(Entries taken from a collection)
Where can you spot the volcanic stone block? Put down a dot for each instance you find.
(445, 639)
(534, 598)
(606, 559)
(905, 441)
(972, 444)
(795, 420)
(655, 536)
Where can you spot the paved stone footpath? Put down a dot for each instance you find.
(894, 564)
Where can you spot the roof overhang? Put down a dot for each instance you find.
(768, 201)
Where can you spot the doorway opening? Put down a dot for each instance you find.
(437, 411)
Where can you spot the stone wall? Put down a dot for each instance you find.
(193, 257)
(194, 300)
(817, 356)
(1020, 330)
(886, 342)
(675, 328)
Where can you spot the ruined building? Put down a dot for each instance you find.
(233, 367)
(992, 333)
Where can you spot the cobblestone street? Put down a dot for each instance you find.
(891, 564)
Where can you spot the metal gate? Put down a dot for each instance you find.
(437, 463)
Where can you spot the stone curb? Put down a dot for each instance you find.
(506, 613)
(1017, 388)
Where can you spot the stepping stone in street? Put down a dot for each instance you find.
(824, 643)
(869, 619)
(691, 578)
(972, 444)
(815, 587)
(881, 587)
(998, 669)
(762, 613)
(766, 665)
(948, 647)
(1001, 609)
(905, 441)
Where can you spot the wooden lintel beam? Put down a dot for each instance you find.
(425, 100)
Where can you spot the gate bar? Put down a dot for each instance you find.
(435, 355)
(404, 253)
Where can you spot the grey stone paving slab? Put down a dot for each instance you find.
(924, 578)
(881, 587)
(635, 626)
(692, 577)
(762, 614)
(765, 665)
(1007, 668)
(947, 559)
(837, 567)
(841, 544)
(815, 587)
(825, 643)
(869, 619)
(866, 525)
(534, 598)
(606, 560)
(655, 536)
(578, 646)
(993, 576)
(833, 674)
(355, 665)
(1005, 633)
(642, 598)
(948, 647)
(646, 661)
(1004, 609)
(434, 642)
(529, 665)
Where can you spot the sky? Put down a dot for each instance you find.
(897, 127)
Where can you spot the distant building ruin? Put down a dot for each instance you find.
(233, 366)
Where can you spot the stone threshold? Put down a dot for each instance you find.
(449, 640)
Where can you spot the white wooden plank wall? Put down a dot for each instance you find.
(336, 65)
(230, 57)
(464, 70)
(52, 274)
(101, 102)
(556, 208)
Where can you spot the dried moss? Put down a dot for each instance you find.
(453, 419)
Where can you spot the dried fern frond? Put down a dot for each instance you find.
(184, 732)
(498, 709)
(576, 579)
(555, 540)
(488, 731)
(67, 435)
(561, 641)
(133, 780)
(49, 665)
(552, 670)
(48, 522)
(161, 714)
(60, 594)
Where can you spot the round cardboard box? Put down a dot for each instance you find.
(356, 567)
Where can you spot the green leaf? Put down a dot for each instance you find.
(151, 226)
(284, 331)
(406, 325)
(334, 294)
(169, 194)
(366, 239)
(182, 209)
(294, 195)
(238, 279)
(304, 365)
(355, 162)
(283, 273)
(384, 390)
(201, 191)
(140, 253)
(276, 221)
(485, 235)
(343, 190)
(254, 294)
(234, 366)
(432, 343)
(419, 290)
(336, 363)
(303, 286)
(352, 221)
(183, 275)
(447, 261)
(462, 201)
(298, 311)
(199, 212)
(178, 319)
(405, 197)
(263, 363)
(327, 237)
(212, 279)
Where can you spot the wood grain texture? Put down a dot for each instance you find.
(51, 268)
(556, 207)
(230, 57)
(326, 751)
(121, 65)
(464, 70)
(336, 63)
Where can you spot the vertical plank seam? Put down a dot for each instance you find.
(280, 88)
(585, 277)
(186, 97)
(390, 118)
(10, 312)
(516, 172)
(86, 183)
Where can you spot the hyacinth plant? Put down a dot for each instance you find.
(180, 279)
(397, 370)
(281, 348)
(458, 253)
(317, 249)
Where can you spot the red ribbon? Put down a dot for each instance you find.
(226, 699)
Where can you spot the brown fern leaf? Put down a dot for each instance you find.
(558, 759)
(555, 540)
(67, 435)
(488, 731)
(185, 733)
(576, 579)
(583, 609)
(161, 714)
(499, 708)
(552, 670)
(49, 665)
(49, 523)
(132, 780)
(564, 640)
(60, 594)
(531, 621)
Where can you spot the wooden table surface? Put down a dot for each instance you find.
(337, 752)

= What the task requires =
Reproduce the data shown above with every line intact.

= Result =
Where can you spot the volcanic stone block? Put down a dot for each instance you find.
(445, 639)
(534, 598)
(606, 559)
(905, 441)
(972, 444)
(795, 420)
(655, 536)
Where can you spot the paved stone footpath? Put down a dot for each instance you find.
(894, 564)
Where can you spot the roof overhang? Put down a dot for each instance you find.
(768, 201)
Where can you spot the doorway opening? Put down a dot for each instance you find.
(437, 411)
Where can you spot the stone wall? Put down a dot for each instance you find.
(193, 257)
(194, 300)
(817, 356)
(1020, 330)
(886, 342)
(675, 328)
Where can you spot the ruined building? Put down a dot for each instance you find.
(233, 367)
(992, 333)
Where can you spot the cobblestone street? Put down a dot for each instance you find.
(891, 564)
Where can you spot the metal gate? Put down a dot for each instance you find.
(437, 463)
Where can you spot the stone curb? Put down a dot for each instance you find.
(506, 613)
(1017, 388)
Where can you spot the stepping stone in street? Put down a dot for each instance you find.
(824, 643)
(869, 619)
(691, 578)
(972, 444)
(815, 587)
(881, 587)
(998, 669)
(762, 613)
(766, 665)
(948, 647)
(1001, 609)
(905, 441)
Where can you spot the wooden lintel beam? Put down a dot for each instance you find.
(425, 100)
Where can you spot the gate bar? Put down a dot for each instance you find.
(435, 355)
(404, 253)
Where can you spot the grey stone paving slab? Put down a dot for each instance you find.
(924, 578)
(881, 587)
(635, 626)
(692, 577)
(762, 614)
(765, 665)
(1007, 668)
(947, 559)
(837, 567)
(841, 544)
(815, 587)
(825, 643)
(869, 619)
(866, 525)
(534, 598)
(606, 560)
(655, 536)
(578, 646)
(993, 576)
(833, 674)
(355, 665)
(1005, 633)
(642, 598)
(948, 647)
(646, 661)
(1004, 609)
(434, 642)
(529, 665)
Where can you spot the sky? Put down a dot for each instance you find.
(897, 127)
Where can you spot the distant building ruin? Put down a dot for each instance you find.
(233, 366)
Where can you spot the stone threshold? Put down a dot for each instance you find.
(449, 640)
Where can you spot the white wooden plank wall? Put down a dot for each instance you find.
(336, 65)
(230, 57)
(464, 70)
(52, 274)
(101, 102)
(556, 208)
Where can you spot the dried moss? Put down a dot for each instance you find.
(453, 419)
Where can you spot the dried fern frond? Put down a dot for each instance you find.
(184, 732)
(498, 709)
(576, 579)
(555, 540)
(488, 731)
(67, 435)
(561, 641)
(133, 780)
(49, 665)
(552, 670)
(48, 522)
(161, 714)
(60, 594)
Where can you spot the round cardboard box? Put down a dot for each instance you find.
(356, 567)
Where can you spot the green leaf? Put down a dot for each instance you find.
(151, 226)
(284, 331)
(406, 325)
(334, 294)
(169, 194)
(366, 239)
(182, 209)
(294, 195)
(238, 279)
(304, 365)
(355, 162)
(283, 273)
(384, 390)
(201, 191)
(140, 253)
(276, 221)
(485, 235)
(343, 190)
(254, 294)
(234, 366)
(432, 343)
(419, 290)
(336, 363)
(303, 286)
(352, 221)
(183, 275)
(447, 261)
(462, 201)
(298, 311)
(199, 212)
(178, 319)
(405, 197)
(263, 363)
(327, 237)
(212, 279)
Where can you spot the wood grain texture? Put down a dot for each instance you find.
(51, 268)
(556, 207)
(230, 57)
(326, 751)
(121, 65)
(464, 70)
(336, 63)
Where can you spot the vertical plank seam? Put down a dot for each instance you find.
(280, 88)
(585, 277)
(186, 97)
(390, 118)
(10, 312)
(516, 172)
(86, 183)
Where can you spot the hyacinth plant? Put down a dot for each instance you find.
(180, 279)
(397, 370)
(281, 348)
(458, 253)
(317, 249)
Where can you spot the red ribbon? Put down a dot for each instance you find.
(226, 699)
Where can you spot the brown fern leaf? Put down a dot for each instance you find.
(558, 759)
(555, 540)
(67, 435)
(488, 731)
(185, 733)
(576, 579)
(583, 609)
(161, 714)
(499, 708)
(552, 670)
(49, 665)
(49, 523)
(132, 780)
(564, 640)
(60, 594)
(531, 621)
Where can you spot the wooden table surface? Put down a dot for each instance you find.
(337, 752)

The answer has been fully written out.